Examples of point labeling —
━━━━━━━━
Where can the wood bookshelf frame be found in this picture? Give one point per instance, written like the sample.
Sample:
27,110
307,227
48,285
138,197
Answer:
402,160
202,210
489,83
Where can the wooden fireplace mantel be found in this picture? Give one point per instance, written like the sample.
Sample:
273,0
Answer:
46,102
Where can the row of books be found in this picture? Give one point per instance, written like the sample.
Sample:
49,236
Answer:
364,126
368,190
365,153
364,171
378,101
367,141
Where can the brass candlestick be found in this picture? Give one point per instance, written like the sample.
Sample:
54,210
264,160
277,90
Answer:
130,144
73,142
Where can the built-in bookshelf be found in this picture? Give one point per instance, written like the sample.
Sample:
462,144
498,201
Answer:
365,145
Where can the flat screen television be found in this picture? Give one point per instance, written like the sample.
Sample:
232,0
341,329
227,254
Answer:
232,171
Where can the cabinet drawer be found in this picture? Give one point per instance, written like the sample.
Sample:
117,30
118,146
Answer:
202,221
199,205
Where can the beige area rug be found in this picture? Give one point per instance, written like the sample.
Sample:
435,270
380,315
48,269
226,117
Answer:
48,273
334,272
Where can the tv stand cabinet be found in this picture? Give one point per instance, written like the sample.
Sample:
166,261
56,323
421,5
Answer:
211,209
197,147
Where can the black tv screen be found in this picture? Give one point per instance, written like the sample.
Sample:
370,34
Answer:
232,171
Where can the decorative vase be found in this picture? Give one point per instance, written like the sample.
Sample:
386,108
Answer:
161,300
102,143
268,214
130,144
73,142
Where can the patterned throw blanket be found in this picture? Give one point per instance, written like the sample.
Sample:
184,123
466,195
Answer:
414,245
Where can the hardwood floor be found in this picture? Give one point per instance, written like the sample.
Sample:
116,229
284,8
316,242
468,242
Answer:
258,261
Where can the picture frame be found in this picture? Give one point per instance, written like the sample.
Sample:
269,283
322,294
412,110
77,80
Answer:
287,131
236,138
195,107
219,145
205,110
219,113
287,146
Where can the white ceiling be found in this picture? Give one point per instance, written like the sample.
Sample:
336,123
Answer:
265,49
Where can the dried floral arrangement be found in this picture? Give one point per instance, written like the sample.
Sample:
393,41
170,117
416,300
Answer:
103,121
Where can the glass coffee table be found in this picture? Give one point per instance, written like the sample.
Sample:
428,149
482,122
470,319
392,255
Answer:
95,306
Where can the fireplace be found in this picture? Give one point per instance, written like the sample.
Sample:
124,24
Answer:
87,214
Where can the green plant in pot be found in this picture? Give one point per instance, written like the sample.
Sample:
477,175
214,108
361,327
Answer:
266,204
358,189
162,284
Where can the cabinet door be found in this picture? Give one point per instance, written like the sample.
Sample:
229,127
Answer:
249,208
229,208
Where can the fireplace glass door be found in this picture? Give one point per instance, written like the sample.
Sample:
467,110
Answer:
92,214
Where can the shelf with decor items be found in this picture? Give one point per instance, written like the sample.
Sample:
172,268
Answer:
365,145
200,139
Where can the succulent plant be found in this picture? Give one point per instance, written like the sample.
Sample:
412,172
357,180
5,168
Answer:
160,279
━━━━━━━━
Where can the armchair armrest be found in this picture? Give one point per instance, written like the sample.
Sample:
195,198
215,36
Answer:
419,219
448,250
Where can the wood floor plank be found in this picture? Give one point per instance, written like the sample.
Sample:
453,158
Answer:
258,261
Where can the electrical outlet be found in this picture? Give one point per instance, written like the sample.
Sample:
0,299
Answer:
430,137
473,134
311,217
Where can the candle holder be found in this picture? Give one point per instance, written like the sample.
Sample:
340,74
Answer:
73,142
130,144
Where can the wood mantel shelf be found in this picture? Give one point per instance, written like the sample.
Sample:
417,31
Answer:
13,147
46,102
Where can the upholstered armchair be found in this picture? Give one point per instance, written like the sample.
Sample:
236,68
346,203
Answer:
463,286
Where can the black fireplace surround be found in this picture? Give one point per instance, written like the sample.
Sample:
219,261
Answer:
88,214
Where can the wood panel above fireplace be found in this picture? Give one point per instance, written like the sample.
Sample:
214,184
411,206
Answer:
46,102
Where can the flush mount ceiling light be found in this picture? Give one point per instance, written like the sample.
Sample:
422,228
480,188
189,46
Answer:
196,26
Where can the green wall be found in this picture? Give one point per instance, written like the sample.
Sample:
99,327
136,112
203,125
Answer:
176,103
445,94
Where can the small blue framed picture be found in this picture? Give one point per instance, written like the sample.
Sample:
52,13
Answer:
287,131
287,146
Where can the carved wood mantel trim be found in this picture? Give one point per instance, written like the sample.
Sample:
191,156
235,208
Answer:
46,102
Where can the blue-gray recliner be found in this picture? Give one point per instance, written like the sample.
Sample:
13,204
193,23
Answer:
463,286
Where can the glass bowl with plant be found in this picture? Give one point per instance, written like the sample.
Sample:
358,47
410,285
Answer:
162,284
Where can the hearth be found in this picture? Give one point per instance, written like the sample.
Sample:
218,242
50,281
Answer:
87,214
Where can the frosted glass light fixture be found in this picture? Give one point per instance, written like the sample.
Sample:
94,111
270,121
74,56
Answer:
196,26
━━━━━━━━
BRIEF —
Gather every line of the records above that contains the word "fireplace" and copy each one unchanged.

RESPONSE —
Where can the wooden fireplace mantel be found in this picture? Give one point per instance, written like the sample.
Where can the fireplace be found in this picture? Give one point per instance, written like the sample.
Where can the fireplace glass door be found in this picture? Give one point per instance, written like the sample.
Where can the black fireplace surround be found in this picture? Give one point per instance, written like the sample.
Where can the wood panel above fireplace be found in this picture? Give one point per instance, written like the sample.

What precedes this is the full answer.